----- Data for processing -----
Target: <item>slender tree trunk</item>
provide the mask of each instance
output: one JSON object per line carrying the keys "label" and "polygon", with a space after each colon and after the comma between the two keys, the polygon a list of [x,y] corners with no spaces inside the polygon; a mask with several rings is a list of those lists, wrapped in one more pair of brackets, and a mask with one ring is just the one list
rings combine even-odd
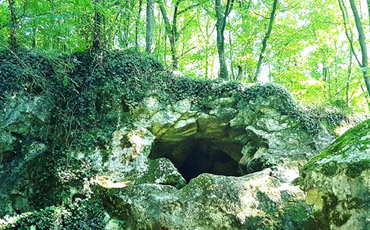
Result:
{"label": "slender tree trunk", "polygon": [[38,23],[37,19],[34,19],[33,21],[33,42],[32,42],[32,48],[36,49],[37,48],[37,37],[38,37]]}
{"label": "slender tree trunk", "polygon": [[351,99],[349,97],[349,89],[350,89],[350,83],[351,83],[351,74],[352,74],[352,50],[349,50],[349,63],[348,63],[348,72],[347,72],[347,83],[346,83],[346,103],[349,107],[351,105]]}
{"label": "slender tree trunk", "polygon": [[159,9],[161,10],[166,33],[167,33],[168,39],[170,40],[172,68],[174,69],[177,69],[177,63],[178,63],[176,42],[177,42],[177,10],[178,10],[179,3],[180,1],[176,1],[176,5],[174,8],[174,14],[173,14],[173,21],[171,25],[171,22],[168,18],[164,3],[163,1],[159,1]]}
{"label": "slender tree trunk", "polygon": [[95,10],[94,10],[94,30],[93,30],[93,44],[92,48],[94,50],[101,50],[102,49],[102,39],[103,39],[103,20],[104,15],[98,9],[98,4],[100,0],[95,0]]}
{"label": "slender tree trunk", "polygon": [[351,4],[351,9],[352,9],[352,12],[353,12],[353,16],[355,17],[356,28],[357,28],[357,31],[358,31],[358,41],[359,41],[360,47],[361,47],[362,74],[363,74],[363,77],[364,77],[367,92],[368,92],[369,97],[370,97],[369,61],[368,61],[367,47],[366,47],[366,42],[365,42],[365,33],[364,33],[363,28],[362,28],[361,19],[360,19],[360,16],[358,14],[358,11],[357,11],[354,0],[349,0],[349,2]]}
{"label": "slender tree trunk", "polygon": [[253,79],[254,82],[256,82],[258,80],[258,76],[261,72],[261,66],[262,66],[263,60],[264,60],[265,55],[266,55],[267,41],[270,38],[272,26],[274,24],[274,20],[275,20],[275,16],[276,16],[277,4],[278,4],[278,0],[274,0],[272,10],[271,10],[271,15],[270,15],[269,27],[267,29],[265,37],[262,40],[262,49],[261,49],[260,56],[258,58],[256,73],[254,74],[254,79]]}
{"label": "slender tree trunk", "polygon": [[217,52],[218,60],[220,64],[219,78],[227,80],[229,73],[226,65],[225,57],[225,27],[226,19],[230,14],[233,7],[234,0],[227,0],[225,12],[222,11],[221,0],[216,0],[215,11],[216,11],[216,34],[217,34]]}
{"label": "slender tree trunk", "polygon": [[154,1],[146,1],[146,52],[154,52]]}
{"label": "slender tree trunk", "polygon": [[216,31],[217,31],[217,52],[220,63],[219,78],[228,79],[228,71],[225,60],[225,37],[224,37],[224,26],[225,23],[224,15],[222,15],[221,0],[216,0]]}
{"label": "slender tree trunk", "polygon": [[137,13],[137,18],[135,21],[135,49],[139,49],[139,21],[141,17],[142,5],[143,5],[143,0],[139,0],[139,11]]}
{"label": "slender tree trunk", "polygon": [[18,47],[18,44],[17,44],[18,19],[17,19],[17,15],[15,12],[15,0],[8,0],[8,4],[9,4],[9,10],[10,10],[10,17],[11,17],[9,46],[11,49],[16,49]]}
-----
Requirement — Reproduce every item above word for word, but leave out the pictures.

Expected answer —
Target: <item>slender tree trunk</item>
provide the mask of each instance
output: one JSON object per line carrying the keys "label" and "polygon", with a space after each colon and after the comma between the two keys, the polygon a list of [x,y] corners with no spaces inside the polygon; a mask with several rings is a list of those lists, wrapped in one more pair of brackets, and a mask with one ring is just the one list
rings combine even-odd
Result:
{"label": "slender tree trunk", "polygon": [[38,23],[37,19],[34,19],[33,21],[33,42],[32,42],[32,48],[36,49],[37,48],[37,37],[38,37]]}
{"label": "slender tree trunk", "polygon": [[351,99],[349,97],[349,89],[350,89],[350,83],[351,83],[351,74],[352,74],[352,50],[349,50],[349,63],[348,63],[348,72],[347,72],[347,83],[346,83],[346,103],[349,107],[351,105]]}
{"label": "slender tree trunk", "polygon": [[159,9],[161,10],[166,33],[167,33],[168,39],[170,40],[172,68],[174,69],[177,69],[177,63],[178,63],[176,42],[177,42],[177,10],[178,10],[179,3],[180,1],[176,1],[176,5],[174,8],[174,14],[173,14],[173,21],[171,25],[171,22],[168,18],[164,3],[163,1],[159,1]]}
{"label": "slender tree trunk", "polygon": [[95,10],[94,10],[94,30],[93,30],[93,44],[92,48],[94,50],[101,50],[102,49],[102,39],[103,39],[103,20],[104,15],[98,9],[98,4],[100,0],[95,0]]}
{"label": "slender tree trunk", "polygon": [[351,4],[351,9],[352,9],[352,12],[353,12],[353,16],[355,17],[356,28],[357,28],[357,31],[358,31],[358,41],[359,41],[360,47],[361,47],[362,74],[363,74],[363,77],[364,77],[367,92],[368,92],[369,97],[370,97],[369,61],[368,61],[367,47],[366,47],[366,42],[365,42],[365,33],[364,33],[363,28],[362,28],[361,19],[360,19],[360,16],[358,14],[358,11],[357,11],[354,0],[349,0],[349,2]]}
{"label": "slender tree trunk", "polygon": [[253,79],[254,82],[256,82],[258,80],[258,76],[261,72],[261,66],[262,66],[263,60],[264,60],[265,55],[266,55],[267,41],[270,38],[272,26],[274,24],[274,20],[275,20],[275,16],[276,16],[277,4],[278,4],[278,0],[274,0],[272,10],[271,10],[271,15],[270,15],[269,27],[267,29],[265,37],[262,40],[262,49],[261,49],[260,56],[258,58],[256,73],[254,74],[254,79]]}
{"label": "slender tree trunk", "polygon": [[217,52],[218,60],[220,64],[219,78],[227,80],[229,73],[226,65],[225,57],[225,27],[226,19],[230,14],[233,7],[234,0],[227,0],[225,12],[222,11],[221,0],[216,0],[215,11],[216,11],[216,34],[217,34]]}
{"label": "slender tree trunk", "polygon": [[154,1],[146,1],[146,52],[154,52]]}
{"label": "slender tree trunk", "polygon": [[216,31],[217,31],[217,52],[220,63],[219,78],[228,79],[228,71],[225,60],[225,37],[224,37],[224,26],[225,23],[224,15],[222,15],[221,0],[216,0]]}
{"label": "slender tree trunk", "polygon": [[137,13],[137,18],[135,21],[135,49],[139,49],[139,21],[141,17],[142,5],[143,5],[143,0],[139,0],[139,11]]}
{"label": "slender tree trunk", "polygon": [[18,47],[18,44],[17,44],[18,19],[17,19],[17,15],[15,12],[15,0],[8,0],[8,4],[9,4],[9,10],[10,10],[10,17],[11,17],[9,46],[11,49],[16,49]]}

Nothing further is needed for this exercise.